**Your objective**
Reproduce the items below word for word, starting at the line that contains "Task: locate every instance of the gold" and ending with the final line of the items.

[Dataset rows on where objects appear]
^^^^^^^^

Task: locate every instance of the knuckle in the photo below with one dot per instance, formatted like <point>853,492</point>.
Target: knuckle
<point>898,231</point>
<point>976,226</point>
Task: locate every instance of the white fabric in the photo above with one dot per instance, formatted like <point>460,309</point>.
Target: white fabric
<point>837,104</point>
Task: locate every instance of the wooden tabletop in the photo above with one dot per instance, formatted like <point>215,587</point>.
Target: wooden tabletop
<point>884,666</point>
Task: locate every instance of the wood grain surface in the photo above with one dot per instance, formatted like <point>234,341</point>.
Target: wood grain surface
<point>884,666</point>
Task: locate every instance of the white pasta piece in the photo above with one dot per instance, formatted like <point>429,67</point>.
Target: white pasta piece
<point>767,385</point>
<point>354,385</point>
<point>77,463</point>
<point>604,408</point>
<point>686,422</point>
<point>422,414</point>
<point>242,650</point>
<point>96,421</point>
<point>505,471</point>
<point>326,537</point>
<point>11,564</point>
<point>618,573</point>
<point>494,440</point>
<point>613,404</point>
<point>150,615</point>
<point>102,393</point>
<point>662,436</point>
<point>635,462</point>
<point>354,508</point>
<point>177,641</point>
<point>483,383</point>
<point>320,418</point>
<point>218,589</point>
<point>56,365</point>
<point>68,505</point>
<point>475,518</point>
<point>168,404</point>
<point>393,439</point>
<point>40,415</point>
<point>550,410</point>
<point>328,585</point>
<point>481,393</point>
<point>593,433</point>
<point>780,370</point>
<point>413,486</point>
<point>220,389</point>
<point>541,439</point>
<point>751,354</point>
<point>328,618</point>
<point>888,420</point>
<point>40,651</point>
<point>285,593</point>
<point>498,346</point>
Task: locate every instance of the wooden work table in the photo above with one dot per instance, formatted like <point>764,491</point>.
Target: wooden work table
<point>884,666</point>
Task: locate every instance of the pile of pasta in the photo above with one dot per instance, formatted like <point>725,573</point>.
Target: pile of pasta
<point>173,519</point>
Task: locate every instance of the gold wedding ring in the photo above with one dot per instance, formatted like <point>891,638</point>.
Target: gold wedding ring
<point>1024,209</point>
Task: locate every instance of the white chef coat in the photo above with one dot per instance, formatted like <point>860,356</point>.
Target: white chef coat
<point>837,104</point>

^^^^^^^^

**Correct answer**
Task: locate every instance of the gold wedding ring in the photo above with one dot per instance, formatted like <point>891,638</point>.
Target: gold wedding ring
<point>1024,209</point>
Task: locate every instance of the white chef coat in the photo above with one dot per instance, formatted like <point>860,356</point>.
Target: white chef coat
<point>837,104</point>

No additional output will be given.